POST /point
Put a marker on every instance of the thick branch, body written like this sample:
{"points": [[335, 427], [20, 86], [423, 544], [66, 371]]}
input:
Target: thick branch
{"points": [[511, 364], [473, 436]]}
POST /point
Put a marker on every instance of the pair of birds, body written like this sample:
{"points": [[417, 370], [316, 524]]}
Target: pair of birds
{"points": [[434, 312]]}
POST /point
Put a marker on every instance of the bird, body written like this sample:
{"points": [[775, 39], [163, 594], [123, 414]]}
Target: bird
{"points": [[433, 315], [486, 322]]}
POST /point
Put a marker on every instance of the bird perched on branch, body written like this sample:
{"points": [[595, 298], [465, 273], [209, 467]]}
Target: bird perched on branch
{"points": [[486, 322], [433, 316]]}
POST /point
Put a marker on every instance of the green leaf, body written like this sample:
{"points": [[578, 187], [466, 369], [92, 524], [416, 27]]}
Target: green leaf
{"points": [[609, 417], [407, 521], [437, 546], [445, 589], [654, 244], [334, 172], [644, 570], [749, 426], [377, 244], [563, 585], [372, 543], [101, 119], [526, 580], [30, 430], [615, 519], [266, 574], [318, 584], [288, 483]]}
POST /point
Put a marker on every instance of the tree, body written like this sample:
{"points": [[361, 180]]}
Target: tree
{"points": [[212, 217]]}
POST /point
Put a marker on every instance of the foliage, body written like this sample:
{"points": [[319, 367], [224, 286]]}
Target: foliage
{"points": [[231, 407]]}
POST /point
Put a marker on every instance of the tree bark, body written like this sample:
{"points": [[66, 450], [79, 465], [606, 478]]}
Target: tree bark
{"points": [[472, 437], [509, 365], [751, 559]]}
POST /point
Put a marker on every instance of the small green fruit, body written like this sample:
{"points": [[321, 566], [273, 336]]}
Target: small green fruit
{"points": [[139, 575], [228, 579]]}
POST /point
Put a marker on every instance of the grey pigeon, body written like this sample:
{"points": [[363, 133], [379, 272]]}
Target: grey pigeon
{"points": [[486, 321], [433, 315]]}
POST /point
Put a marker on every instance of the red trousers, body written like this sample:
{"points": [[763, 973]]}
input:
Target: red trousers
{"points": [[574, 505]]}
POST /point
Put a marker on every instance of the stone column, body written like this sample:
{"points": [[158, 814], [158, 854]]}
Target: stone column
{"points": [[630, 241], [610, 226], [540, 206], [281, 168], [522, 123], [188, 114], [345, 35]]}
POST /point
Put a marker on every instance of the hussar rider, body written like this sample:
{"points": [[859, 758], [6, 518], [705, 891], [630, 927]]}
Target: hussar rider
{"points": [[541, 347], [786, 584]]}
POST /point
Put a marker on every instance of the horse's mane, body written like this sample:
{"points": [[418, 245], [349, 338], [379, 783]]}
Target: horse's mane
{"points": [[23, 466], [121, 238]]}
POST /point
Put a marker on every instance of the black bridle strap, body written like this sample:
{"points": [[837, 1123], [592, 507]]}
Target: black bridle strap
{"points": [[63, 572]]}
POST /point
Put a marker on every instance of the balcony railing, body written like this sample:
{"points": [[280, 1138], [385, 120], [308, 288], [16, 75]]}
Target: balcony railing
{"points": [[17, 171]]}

▸ **WRITTEN EXERCISE**: Please restate the records in full, word for word.

▸ **THE REPLY**:
POST /point
Put a marker on every instance of the thick branch, body written like this sample:
{"points": [[335, 427], [20, 86], [423, 544], [66, 371]]}
input:
Target: thick branch
{"points": [[511, 364], [473, 436]]}
POST /point
Put a marker on every instance of the pair of birds, body written like this sample:
{"points": [[417, 370], [316, 524]]}
Target: pair of birds
{"points": [[434, 312]]}
POST /point
Put a marker on every instance of the bird, body written like this sample:
{"points": [[775, 39], [163, 594], [123, 414]]}
Target: bird
{"points": [[433, 315], [486, 322]]}
POST /point
Put a marker on every instance of the bird perched on branch, body written like this sample:
{"points": [[595, 298], [465, 273], [209, 467]]}
Target: bird perched on branch
{"points": [[486, 322], [433, 316]]}
POST /point
Put a marker on every instance of the green leaf, body written like this sample:
{"points": [[578, 187], [466, 369], [92, 524], [416, 27]]}
Target: green leaf
{"points": [[609, 417], [407, 521], [437, 546], [445, 589], [654, 244], [334, 172], [644, 570], [749, 426], [377, 244], [563, 585], [372, 543], [101, 119], [526, 580], [30, 430], [615, 519], [266, 574], [318, 584], [288, 483]]}
POST /point
Put a marker on every instance of the tree, body written like this sample:
{"points": [[361, 180]]}
Target: tree
{"points": [[212, 217]]}
POST /point
Put a marker on every instance of the foliage, body written like this sample:
{"points": [[319, 367], [224, 286]]}
Target: foliage
{"points": [[231, 407]]}
POST /point
Put a marker on every instance of the tree bark, body written like this sample:
{"points": [[66, 450], [79, 465], [606, 478]]}
Target: tree bark
{"points": [[472, 437], [509, 365], [751, 559]]}
POST /point
Put a marker on every instance of the small green fruit, body written like this sample:
{"points": [[321, 566], [273, 336]]}
Target: small green fruit
{"points": [[139, 575], [228, 579]]}
POST /point
Put a marker on every instance of the grey pigeon, body written like this sample:
{"points": [[363, 133], [379, 272]]}
Target: grey pigeon
{"points": [[486, 321], [433, 315]]}
POST /point
Put a marker on every instance of the red trousers, body written like this sample:
{"points": [[763, 973]]}
input:
Target: red trousers
{"points": [[574, 505]]}
POST /point
Put a marker on every instance of the stone column, body written like this sample:
{"points": [[158, 814], [158, 854]]}
Target: stone column
{"points": [[630, 241], [610, 226], [540, 206], [281, 168], [522, 123], [188, 114], [345, 35]]}
POST /point
Put a marker on every instance of the hussar rider, body written like this sample:
{"points": [[859, 758], [6, 518], [705, 891], [630, 927]]}
Target: hussar rider
{"points": [[541, 347], [786, 584]]}
POST /point
Put a marker on every instance of the horse's mane, body written like this sample:
{"points": [[418, 245], [349, 338], [379, 783]]}
Target: horse's mane
{"points": [[23, 466], [121, 238]]}
POST /point
Put a marker on every instance of the black bridle strap, body written like this sample:
{"points": [[837, 1123], [592, 507]]}
Target: black bridle strap
{"points": [[63, 572]]}
POST /point
Put a marker on every instance of the balcony railing, body written like this sample:
{"points": [[280, 1138], [385, 120], [308, 288], [16, 75]]}
Target: balcony railing
{"points": [[17, 171]]}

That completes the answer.